-- start of Data in this exercise --

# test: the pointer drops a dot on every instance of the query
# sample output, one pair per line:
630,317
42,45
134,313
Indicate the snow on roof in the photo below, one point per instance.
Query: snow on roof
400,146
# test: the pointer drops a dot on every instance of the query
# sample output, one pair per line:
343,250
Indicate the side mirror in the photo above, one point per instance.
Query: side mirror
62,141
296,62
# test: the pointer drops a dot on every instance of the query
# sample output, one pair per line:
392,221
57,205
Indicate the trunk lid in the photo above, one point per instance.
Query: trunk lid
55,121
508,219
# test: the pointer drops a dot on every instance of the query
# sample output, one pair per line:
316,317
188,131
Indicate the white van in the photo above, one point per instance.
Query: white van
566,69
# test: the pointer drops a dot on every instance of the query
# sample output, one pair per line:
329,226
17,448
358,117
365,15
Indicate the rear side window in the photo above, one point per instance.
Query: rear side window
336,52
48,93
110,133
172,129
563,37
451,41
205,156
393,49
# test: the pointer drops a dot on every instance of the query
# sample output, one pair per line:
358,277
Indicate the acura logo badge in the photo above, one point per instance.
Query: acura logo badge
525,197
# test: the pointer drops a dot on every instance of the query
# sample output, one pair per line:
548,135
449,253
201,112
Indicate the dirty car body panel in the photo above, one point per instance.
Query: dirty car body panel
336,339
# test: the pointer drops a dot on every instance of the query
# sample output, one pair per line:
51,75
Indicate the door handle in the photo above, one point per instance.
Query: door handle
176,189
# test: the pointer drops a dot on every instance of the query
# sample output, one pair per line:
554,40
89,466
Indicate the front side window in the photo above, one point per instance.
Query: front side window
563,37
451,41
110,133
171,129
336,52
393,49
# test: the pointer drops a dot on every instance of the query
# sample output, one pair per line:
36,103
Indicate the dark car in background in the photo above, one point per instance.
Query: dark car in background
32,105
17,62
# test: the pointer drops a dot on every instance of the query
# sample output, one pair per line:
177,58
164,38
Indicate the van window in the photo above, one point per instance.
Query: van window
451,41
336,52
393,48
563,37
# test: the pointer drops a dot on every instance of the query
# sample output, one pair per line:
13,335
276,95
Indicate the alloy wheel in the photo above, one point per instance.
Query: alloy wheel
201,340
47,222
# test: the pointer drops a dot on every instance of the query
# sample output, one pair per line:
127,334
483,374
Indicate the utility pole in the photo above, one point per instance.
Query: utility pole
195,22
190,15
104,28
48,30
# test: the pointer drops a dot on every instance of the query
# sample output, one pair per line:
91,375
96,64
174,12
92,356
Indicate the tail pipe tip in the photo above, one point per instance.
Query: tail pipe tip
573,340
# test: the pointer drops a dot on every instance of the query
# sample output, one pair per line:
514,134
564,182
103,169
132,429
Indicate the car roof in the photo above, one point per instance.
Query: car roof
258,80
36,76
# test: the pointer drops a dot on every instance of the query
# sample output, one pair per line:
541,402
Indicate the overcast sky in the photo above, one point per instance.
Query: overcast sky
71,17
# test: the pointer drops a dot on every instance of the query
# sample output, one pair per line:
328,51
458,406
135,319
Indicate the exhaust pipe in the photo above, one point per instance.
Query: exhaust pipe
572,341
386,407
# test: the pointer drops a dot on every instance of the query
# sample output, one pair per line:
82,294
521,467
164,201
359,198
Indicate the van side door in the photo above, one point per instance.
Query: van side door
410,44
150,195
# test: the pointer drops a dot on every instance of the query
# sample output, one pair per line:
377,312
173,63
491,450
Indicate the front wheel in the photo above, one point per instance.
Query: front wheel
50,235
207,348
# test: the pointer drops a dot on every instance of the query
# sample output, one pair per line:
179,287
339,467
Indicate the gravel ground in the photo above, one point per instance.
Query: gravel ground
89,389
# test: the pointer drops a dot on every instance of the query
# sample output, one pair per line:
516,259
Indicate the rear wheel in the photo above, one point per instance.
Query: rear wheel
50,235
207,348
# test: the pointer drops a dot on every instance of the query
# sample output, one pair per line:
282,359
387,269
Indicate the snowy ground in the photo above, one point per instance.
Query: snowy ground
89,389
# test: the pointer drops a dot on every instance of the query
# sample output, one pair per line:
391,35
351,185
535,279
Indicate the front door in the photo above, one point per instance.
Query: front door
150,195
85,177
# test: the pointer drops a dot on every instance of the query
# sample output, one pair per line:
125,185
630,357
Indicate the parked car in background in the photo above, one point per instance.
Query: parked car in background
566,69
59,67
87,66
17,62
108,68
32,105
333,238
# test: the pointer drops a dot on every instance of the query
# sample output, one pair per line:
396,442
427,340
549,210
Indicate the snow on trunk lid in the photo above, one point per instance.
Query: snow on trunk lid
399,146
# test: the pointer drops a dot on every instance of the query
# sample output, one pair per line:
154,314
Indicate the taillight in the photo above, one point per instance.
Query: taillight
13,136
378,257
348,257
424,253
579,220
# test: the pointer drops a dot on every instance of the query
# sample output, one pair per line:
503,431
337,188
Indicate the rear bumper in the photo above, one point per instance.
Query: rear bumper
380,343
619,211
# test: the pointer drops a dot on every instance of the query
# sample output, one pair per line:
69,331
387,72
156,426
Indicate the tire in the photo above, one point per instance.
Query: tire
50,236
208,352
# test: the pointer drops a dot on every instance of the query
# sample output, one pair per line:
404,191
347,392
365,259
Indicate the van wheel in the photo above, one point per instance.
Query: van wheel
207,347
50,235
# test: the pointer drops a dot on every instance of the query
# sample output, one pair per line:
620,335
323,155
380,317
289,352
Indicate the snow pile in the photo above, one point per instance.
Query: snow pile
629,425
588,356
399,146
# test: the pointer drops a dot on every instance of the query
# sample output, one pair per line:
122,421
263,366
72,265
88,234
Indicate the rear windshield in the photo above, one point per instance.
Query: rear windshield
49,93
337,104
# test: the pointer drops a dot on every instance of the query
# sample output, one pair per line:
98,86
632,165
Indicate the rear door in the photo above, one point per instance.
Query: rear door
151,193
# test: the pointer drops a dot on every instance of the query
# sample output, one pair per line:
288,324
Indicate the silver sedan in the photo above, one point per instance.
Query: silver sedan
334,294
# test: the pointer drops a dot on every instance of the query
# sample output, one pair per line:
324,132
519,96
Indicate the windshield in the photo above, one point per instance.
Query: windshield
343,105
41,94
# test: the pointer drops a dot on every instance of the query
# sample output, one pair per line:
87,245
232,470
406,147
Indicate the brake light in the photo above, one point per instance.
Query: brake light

-- end of Data in this exercise --

Request
Recopy the entries above exactly, with every line included.

Answer to this exercise
# test: the pointer drops a dot on every instance of the query
# sample output, one pair per line:
630,317
42,45
134,313
Indicate the snow on roof in the photo below, one point per instance.
Query: snow on roof
400,146
# test: the pointer drops a dot on every instance of the query
# sample output, one pair per line:
343,250
Indicate the side mirror in the photo above, one point per instance.
Query: side mirror
62,141
296,62
# test: the pointer drops a dot on every instance of the query
# sample output, one pair per line:
392,221
57,205
Indicate the trunk lid in the photo above, one point per instance.
Query: trunk lid
55,121
508,219
# test: the pointer drops a dot on every instance of the query
# sample output, one pair per line:
316,317
188,131
Indicate the white van in the photo above, one point per instance.
Query: white van
566,69
# test: the pointer drops a dot on every instance of the query
# sample output, one pair per line:
329,226
17,448
358,117
365,15
Indicate the rear side window in the photo above, one point per instance.
Query: rear side window
336,52
48,93
110,133
172,129
563,37
451,41
205,156
393,49
# test: the pointer drops a dot on every instance of the query
# sample output, one pair per line:
358,277
Indicate the acura logo badge in the photo above, one point per instance.
Query: acura logo badge
525,197
# test: the pointer drops a dot on every instance of the query
# sample output, one pair per line:
548,135
449,253
201,112
Indicate the dirty car body panel in the photo above, one point per instance.
Query: dirty car body panel
336,339
# test: the pointer drops a dot on every instance of the query
# sample output, one pair per line:
51,75
Indicate the door handle in the photo above, one point per instance.
Query: door handle
176,189
# test: the pointer drops a dot on every instance of the query
# sample output, one pair per line:
554,40
89,466
Indicate the front side window in the photo above, one point per instance.
Query: front side window
563,37
451,41
110,133
171,129
336,52
393,49
# test: the pointer drops a dot on every instance of the query
# sample output, one pair per line:
36,103
Indicate the dark car in background in the photo above, one point per instance.
Query: dark car in background
32,105
17,62
# test: the pointer drops a dot on every instance of the query
# sample output, one pair per line:
177,58
164,38
Indicate the van window in the photo above, one point per instance.
Query: van window
451,41
336,52
393,48
563,37
# test: the pointer drops a dot on every instance of the query
# sample output, one pair per line:
13,335
276,95
Indicate the alloy wheel in the photo above, one point per instance.
Query: alloy wheel
201,340
47,222
# test: the pointer drops a dot on every instance of the query
# sample output, one pair per line:
127,334
483,374
Indicate the utility pole in the photo above, one point per instance.
Query: utility pole
195,22
190,15
104,28
48,30
# test: the pointer drops a dot on every instance of the query
# sample output, one pair per line:
91,375
96,64
174,12
92,356
Indicate the tail pipe tip in the photo above, one point per instance.
Query: tail pipe tip
573,340
# test: the pointer drops a dot on every instance of the query
# sample output, one pair per line:
514,134
564,182
103,169
132,429
Indicate the car roof in the photo above, one point per instance.
Query: car roof
258,80
36,76
# test: the pointer drops a dot on every instance of the query
# sample output, one pair per line:
541,402
Indicate the overcast sky in the photo above, one point per instance.
Query: overcast sky
71,17
# test: the pointer drops a dot on every instance of the query
# sample output, one pair per line:
328,51
458,406
135,319
Indicate the exhaust pipe in the photo above, one point per instance.
Query: exhaust pipe
572,341
386,407
# test: the pointer drops a dot on every instance of the query
# sample output, one pair per line:
82,294
521,467
164,201
359,198
Indicate the van side door in the photo above, one point per instance.
Query: van side door
410,44
150,195
# test: the pointer drops a dot on every instance of the query
# sample output, one pair per line:
377,312
173,63
491,450
Indicate the front wheel in the photo above, one point per instance.
Query: front wheel
50,235
207,348
# test: the pointer drops a dot on every instance of the query
# sample output, one pair per line:
179,287
339,467
Indicate the gravel ground in the photo above, one point per instance.
Query: gravel ground
89,389
# test: the pointer drops a dot on every instance of the query
# sample output, one pair per line:
516,259
Indicate the rear wheel in the photo above, one point per instance.
Query: rear wheel
50,235
207,348
# test: the pointer drops a dot on every instance of the query
# sample output, one pair per line:
282,359
387,269
Indicate the snowy ground in the photo above, one point per instance.
Query: snowy ground
89,389
# test: the pointer drops a dot on every instance of the query
# sample output, one pair per line:
391,35
351,185
535,279
Indicate the front door in the photo above, one point per instance.
Query: front door
150,195
85,177
# test: the pointer drops a dot on every instance of the query
# sample output, one pair per line:
125,185
630,357
Indicate the parked car in background in the photo above, one point per instance.
Query: parked car in background
566,69
59,67
87,66
17,62
108,68
32,105
333,238
# test: the pointer drops a dot on every instance of the query
# sample output, one pair per line:
396,442
427,340
549,210
Indicate the snow on trunk lid in the photo above, one point per instance.
Query: snow on trunk lid
399,146
# test: the pointer drops a dot on every instance of the query
# sample output, one pair per line:
154,314
Indicate the taillight in the photo above, one point per instance.
Query: taillight
13,136
378,257
348,257
424,253
579,220
# test: the pointer drops a dot on every instance of the query
# sample output, one pair per line:
503,431
337,188
Indicate the rear bumper in the photo above, one point per instance.
Query: rear bumper
380,343
619,211
# test: the pointer drops a dot on every instance of the query
# sample output, one pair per line:
69,331
387,72
156,426
Indicate the tire in the photo above, one point per instance.
Query: tire
50,236
208,352
# test: the pointer drops a dot on every instance of the query
# sample output, one pair per line:
404,191
347,392
365,259
Indicate the van wheel in the photo above, one point per instance.
Query: van wheel
207,347
50,235
# test: the pointer drops a dot on every instance of the query
# sample output, one pair per line:
620,335
323,155
380,317
289,352
Indicate the snow pile in the photo above, one point per instance.
Query: snow pile
629,425
588,356
399,146
# test: the pointer drops a dot on every instance of the query
# sample output, one pair per line:
122,421
263,366
72,265
88,234
Indicate the rear windshield in the photo above, one point per instance.
Query: rear windshield
49,93
337,104
# test: the pointer drops a dot on every instance of the query
# sample output, one pair per line:
98,86
632,165
Indicate the rear door in the photo above, one point per instance.
Query: rear door
151,193
# test: the pointer drops a dot on every instance of the query
# sample output, one pair per line:
288,324
Indicate the silver sedan in the photo above, one point per instance.
Query: silver sedan
334,294
# test: the pointer drops a dot on every instance of the query
# sample output, one pair per line:
324,132
519,96
Indicate the windshield in the photo above, one point per instance.
Query: windshield
343,105
41,94
# test: the pointer drops a dot on every instance of the query
# sample output, one pair per line:
87,245
232,470
406,147
Indicate the brake light in the photo above, one point per instance.
Query: brake light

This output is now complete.